____ Text provided

Faith Leaders Speak Out Against Fracking Amid Pope Francis' Visit to U.S.
Earlier this year, Pope Francis called for decisive climate action in his encyclical. Now, while the Pope is visiting the U.S. for the first time, faith leaders across the country are speaking out against fracking—a form of extreme fossil fuel extraction that hurts our health and communities, contributes to climate change, and will prolong our dependence on oil and gas at the expense of the development of truly renewable energy.
Today, Food & Water Watch is previewing a Faith Against Fracking video with messages from faith leaders of various denominations from across the country, as the Pope addresses Congress on the Hill, and as activists call for moral action for climate justice on the mall outside the Capitol.

________
____ Listing

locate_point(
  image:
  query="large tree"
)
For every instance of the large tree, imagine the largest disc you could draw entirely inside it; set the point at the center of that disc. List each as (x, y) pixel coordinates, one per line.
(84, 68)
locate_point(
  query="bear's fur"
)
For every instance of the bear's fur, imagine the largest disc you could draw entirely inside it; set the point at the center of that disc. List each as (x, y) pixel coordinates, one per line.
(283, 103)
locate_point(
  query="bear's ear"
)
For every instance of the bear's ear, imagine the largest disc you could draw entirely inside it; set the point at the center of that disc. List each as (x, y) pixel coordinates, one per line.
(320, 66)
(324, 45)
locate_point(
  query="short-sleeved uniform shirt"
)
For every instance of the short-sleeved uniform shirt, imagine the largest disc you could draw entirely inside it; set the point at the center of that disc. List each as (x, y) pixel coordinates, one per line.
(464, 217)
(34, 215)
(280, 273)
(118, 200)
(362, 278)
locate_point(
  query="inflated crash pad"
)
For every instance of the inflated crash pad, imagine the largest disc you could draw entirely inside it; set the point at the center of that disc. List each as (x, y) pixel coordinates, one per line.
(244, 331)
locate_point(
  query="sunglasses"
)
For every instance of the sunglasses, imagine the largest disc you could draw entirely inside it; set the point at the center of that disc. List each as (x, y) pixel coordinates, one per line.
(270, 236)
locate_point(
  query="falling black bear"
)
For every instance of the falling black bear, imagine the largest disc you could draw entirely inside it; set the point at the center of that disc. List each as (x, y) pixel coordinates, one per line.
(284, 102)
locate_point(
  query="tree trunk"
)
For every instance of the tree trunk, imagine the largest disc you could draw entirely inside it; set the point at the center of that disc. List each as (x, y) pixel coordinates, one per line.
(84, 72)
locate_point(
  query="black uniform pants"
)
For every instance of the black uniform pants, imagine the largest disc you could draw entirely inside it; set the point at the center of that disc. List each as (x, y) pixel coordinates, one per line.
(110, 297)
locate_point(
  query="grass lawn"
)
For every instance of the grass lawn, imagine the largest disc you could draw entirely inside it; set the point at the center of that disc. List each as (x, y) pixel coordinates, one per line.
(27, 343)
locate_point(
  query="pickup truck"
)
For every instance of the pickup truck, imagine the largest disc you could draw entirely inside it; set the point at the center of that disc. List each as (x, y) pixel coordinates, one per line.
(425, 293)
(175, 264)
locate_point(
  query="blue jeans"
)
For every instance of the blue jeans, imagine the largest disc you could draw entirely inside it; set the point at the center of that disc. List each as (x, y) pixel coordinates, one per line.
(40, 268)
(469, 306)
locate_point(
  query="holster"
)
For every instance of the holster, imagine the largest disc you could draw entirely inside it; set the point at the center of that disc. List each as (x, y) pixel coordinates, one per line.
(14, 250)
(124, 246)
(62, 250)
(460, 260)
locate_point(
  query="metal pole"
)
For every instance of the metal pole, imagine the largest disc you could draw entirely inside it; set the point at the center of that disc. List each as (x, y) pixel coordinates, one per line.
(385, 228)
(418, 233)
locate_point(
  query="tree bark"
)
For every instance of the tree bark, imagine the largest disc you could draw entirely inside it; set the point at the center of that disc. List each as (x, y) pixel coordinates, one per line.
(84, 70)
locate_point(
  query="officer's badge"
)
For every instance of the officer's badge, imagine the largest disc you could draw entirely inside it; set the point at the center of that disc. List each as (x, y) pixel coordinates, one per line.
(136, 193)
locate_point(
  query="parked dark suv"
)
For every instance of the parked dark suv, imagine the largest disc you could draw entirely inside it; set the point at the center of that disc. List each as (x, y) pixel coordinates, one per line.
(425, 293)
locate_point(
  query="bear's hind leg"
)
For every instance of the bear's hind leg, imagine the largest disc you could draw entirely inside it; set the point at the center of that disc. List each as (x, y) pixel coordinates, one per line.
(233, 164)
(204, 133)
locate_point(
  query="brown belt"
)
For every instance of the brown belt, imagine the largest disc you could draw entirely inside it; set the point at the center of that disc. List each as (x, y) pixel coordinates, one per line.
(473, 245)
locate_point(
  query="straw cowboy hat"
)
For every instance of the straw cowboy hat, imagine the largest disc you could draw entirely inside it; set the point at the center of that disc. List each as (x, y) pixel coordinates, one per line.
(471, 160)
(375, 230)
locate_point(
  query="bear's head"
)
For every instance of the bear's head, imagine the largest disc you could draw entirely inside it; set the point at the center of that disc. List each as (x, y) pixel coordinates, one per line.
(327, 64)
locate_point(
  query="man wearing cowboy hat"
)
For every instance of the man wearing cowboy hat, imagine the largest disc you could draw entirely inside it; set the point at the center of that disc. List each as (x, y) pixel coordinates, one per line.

________

_Task brief_: In the article about faith leaders opposing fracking, what is Food & Water Watch previewing today?

_Result of this task_: A Faith Against Fracking video with messages from faith leaders of various denominations from across the country.